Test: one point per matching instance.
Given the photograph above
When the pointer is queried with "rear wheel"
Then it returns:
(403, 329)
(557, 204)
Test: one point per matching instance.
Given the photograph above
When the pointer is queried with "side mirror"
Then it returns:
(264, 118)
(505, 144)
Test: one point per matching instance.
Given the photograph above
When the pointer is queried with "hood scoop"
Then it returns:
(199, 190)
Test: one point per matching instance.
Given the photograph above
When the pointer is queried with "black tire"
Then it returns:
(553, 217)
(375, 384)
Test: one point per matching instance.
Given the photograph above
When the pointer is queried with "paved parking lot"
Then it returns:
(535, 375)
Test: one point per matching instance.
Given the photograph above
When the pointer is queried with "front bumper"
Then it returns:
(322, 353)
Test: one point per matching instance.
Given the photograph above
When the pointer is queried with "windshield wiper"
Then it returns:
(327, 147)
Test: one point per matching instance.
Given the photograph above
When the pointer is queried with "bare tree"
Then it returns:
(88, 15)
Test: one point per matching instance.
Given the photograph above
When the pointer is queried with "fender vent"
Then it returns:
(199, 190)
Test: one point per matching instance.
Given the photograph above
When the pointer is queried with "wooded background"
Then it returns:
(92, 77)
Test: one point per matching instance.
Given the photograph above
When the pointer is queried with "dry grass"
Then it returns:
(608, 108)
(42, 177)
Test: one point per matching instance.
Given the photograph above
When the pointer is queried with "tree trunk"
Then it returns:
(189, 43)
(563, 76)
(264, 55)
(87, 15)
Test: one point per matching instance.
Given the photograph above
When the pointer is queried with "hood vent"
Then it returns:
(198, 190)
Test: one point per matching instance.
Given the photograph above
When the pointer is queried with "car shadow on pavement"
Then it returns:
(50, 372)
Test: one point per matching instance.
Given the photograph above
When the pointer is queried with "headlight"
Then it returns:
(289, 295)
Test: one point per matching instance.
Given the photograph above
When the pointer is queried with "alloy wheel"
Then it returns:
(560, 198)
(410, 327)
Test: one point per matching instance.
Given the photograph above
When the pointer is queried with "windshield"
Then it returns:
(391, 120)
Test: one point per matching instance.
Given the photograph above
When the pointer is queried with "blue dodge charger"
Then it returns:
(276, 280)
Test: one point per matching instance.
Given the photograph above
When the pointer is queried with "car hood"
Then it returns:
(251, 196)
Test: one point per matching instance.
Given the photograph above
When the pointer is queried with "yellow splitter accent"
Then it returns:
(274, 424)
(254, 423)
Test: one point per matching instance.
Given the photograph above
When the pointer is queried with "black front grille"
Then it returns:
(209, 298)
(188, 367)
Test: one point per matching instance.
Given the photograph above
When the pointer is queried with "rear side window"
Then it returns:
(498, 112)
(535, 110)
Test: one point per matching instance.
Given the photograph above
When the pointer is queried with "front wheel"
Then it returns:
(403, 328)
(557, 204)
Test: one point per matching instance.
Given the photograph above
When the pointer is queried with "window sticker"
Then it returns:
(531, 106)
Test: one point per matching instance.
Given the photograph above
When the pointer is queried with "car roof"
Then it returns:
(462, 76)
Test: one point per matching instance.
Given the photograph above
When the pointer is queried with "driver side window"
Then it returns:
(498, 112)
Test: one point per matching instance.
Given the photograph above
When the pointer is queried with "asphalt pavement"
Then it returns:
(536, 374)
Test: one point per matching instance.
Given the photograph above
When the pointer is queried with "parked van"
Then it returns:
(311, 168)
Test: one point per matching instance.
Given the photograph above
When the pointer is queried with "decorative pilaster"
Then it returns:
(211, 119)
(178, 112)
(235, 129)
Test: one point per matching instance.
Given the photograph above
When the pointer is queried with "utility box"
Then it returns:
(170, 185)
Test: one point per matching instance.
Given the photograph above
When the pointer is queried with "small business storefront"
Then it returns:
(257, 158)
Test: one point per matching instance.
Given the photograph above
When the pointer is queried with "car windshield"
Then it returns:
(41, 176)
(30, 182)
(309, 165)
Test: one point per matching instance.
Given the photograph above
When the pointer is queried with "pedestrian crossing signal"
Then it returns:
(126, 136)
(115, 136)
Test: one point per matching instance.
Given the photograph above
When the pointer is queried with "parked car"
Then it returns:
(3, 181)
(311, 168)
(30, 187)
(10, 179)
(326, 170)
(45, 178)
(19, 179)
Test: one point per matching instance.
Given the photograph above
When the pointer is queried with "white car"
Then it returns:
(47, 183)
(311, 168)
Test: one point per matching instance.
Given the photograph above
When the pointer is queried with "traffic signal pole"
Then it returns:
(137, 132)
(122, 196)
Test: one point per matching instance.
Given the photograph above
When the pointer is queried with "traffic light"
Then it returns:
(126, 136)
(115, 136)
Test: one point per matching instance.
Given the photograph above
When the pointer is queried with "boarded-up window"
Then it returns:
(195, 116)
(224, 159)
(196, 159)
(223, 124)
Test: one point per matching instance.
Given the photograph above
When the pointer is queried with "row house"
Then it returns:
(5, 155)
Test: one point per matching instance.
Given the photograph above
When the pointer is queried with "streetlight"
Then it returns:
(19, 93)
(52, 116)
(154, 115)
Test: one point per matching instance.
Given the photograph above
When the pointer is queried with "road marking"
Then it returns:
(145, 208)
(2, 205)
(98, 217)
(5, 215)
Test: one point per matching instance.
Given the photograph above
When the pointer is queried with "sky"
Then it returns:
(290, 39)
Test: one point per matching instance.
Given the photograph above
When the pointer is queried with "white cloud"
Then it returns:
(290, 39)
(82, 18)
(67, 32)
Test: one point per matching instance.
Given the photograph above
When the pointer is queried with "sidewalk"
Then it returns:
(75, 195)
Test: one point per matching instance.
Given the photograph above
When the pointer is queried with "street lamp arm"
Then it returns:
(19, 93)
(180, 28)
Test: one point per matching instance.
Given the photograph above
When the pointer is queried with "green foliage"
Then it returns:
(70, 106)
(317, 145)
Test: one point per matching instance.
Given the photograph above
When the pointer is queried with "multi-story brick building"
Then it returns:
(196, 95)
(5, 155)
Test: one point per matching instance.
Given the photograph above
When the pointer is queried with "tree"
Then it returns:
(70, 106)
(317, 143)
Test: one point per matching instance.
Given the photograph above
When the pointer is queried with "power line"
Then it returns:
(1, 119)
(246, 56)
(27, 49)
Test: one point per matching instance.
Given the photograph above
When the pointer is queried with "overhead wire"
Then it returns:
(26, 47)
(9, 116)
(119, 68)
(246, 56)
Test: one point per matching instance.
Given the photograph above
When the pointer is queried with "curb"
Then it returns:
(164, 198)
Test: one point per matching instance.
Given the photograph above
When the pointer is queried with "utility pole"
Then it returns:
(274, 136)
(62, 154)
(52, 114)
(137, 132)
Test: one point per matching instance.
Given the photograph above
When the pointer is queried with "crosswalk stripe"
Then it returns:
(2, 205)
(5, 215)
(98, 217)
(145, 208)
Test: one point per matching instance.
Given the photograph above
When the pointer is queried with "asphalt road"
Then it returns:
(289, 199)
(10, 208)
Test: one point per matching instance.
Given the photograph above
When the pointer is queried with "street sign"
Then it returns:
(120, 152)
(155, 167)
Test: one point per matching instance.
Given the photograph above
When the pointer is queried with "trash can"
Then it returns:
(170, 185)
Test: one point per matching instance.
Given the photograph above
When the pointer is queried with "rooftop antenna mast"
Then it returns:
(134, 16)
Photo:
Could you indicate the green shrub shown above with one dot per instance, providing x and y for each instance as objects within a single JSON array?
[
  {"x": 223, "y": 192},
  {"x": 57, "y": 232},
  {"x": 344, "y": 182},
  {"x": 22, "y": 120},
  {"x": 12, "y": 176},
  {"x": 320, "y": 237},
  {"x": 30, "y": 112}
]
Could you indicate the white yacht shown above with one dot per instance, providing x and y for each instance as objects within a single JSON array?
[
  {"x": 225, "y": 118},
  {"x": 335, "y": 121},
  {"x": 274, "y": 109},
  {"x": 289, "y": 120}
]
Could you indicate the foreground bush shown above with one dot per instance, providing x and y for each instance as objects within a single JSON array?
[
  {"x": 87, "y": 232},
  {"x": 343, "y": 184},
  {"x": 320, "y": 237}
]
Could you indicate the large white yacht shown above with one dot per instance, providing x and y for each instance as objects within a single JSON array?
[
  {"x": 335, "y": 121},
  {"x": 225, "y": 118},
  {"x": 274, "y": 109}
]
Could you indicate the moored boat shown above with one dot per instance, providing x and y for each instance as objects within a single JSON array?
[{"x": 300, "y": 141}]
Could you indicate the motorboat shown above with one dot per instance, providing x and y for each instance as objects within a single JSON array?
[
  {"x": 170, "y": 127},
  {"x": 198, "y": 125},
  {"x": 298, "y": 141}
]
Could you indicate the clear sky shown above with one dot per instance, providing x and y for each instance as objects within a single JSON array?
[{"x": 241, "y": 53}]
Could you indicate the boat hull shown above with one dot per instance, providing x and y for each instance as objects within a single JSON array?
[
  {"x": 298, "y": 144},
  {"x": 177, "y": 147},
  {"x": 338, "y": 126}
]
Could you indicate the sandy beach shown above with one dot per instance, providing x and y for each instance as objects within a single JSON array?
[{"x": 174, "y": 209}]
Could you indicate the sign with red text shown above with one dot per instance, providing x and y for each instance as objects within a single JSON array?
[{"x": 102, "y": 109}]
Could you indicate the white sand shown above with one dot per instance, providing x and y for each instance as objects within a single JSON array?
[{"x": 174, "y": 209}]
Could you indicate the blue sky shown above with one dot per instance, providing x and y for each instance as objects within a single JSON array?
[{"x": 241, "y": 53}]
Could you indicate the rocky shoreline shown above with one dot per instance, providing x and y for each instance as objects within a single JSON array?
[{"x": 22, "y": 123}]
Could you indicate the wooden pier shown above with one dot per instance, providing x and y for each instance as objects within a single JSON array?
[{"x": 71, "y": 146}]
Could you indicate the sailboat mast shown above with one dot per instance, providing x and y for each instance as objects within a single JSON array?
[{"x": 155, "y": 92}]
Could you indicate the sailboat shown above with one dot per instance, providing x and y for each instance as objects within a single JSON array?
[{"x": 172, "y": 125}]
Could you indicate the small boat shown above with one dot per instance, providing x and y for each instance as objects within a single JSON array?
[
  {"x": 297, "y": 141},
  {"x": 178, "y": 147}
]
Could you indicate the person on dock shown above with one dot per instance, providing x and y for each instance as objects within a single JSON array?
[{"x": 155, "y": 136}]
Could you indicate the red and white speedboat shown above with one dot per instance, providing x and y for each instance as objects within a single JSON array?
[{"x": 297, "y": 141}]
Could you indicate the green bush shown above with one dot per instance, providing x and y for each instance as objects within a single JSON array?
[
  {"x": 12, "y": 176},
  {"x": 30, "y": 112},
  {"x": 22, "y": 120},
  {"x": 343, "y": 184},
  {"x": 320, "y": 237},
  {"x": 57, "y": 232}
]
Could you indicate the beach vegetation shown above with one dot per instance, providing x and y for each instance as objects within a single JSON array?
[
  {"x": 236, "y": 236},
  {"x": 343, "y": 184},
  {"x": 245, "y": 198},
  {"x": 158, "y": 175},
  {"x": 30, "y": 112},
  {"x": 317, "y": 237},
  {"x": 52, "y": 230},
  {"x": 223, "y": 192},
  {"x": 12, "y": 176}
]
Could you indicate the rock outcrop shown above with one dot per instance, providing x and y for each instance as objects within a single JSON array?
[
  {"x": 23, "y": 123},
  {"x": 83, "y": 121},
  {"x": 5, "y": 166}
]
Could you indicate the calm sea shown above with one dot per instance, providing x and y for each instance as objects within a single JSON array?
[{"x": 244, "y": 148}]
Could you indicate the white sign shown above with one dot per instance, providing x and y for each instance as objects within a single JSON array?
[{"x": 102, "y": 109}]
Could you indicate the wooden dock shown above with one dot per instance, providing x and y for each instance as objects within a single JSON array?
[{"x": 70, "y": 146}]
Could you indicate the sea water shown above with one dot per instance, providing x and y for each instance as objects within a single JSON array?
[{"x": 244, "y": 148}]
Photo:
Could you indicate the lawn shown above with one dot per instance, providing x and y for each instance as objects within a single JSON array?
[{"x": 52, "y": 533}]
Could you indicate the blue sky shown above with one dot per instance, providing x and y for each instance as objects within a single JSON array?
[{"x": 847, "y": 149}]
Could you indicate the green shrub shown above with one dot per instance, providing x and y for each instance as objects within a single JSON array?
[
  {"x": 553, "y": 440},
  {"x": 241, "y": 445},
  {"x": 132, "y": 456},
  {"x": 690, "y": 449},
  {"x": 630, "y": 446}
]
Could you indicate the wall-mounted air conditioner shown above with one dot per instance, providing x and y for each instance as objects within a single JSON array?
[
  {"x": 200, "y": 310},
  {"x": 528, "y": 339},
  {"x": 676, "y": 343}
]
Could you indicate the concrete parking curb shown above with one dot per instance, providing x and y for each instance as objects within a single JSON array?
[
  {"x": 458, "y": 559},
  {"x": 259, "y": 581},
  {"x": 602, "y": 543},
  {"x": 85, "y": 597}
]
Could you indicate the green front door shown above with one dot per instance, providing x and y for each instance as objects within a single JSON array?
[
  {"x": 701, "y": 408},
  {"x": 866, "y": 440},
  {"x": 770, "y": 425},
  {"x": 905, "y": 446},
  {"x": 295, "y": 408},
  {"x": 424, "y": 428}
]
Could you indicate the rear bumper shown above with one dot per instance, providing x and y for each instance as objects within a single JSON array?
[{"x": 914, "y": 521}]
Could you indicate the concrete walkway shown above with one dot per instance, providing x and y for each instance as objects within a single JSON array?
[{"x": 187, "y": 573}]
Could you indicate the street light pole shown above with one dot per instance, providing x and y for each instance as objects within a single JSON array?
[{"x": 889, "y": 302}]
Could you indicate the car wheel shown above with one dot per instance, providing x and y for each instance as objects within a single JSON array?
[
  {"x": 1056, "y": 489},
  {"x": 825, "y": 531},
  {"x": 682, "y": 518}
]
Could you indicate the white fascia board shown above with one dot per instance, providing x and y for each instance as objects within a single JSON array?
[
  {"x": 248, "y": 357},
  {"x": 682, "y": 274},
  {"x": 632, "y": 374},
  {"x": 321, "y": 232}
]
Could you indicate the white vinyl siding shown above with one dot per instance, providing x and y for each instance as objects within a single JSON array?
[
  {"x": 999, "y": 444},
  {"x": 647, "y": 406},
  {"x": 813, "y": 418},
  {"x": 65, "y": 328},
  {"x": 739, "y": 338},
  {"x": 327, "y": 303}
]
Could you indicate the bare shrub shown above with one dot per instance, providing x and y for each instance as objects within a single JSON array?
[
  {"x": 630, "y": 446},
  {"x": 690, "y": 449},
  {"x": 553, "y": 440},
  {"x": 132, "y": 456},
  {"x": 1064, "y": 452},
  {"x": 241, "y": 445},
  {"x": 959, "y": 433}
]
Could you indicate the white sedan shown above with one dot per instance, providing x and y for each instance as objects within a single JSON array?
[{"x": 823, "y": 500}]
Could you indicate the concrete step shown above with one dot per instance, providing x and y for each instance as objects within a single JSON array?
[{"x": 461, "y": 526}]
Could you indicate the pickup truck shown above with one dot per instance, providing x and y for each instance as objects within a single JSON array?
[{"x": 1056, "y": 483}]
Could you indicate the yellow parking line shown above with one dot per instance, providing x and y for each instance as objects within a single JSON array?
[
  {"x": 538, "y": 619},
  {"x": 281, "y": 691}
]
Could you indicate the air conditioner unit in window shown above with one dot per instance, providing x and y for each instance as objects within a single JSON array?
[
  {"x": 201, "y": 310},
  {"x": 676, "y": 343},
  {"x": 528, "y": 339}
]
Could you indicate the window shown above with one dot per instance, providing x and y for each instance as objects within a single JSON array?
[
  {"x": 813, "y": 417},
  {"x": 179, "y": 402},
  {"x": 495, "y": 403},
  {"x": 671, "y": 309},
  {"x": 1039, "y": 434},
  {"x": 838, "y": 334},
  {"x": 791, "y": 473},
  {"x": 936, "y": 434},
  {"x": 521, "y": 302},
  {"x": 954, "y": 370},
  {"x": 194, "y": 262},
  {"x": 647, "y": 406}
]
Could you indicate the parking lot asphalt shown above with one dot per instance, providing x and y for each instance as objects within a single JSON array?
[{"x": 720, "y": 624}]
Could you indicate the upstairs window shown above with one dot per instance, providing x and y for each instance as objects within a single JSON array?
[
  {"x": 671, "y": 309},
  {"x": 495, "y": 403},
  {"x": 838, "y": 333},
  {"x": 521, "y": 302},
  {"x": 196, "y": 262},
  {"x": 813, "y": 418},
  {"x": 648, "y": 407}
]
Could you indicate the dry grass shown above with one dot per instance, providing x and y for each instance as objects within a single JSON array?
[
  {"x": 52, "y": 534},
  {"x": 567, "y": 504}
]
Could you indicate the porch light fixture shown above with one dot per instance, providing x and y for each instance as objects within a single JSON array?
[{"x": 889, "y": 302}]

···

EXERCISE TASK:
Quote verbatim the lines above, from the line containing "Could you indicate the dry" through the end of the lines, including that first line.

RESPONSE FOR THIS EXERCISE:
Could you indicate the dry grass shown above with one dot per instance, providing x and y for each instance as objects within a single JSON array?
[
  {"x": 52, "y": 534},
  {"x": 567, "y": 504}
]
Could you indicate the porch light fixture shown above with one dot per instance, providing x and y for each instance as objects within a single JSON array?
[{"x": 889, "y": 302}]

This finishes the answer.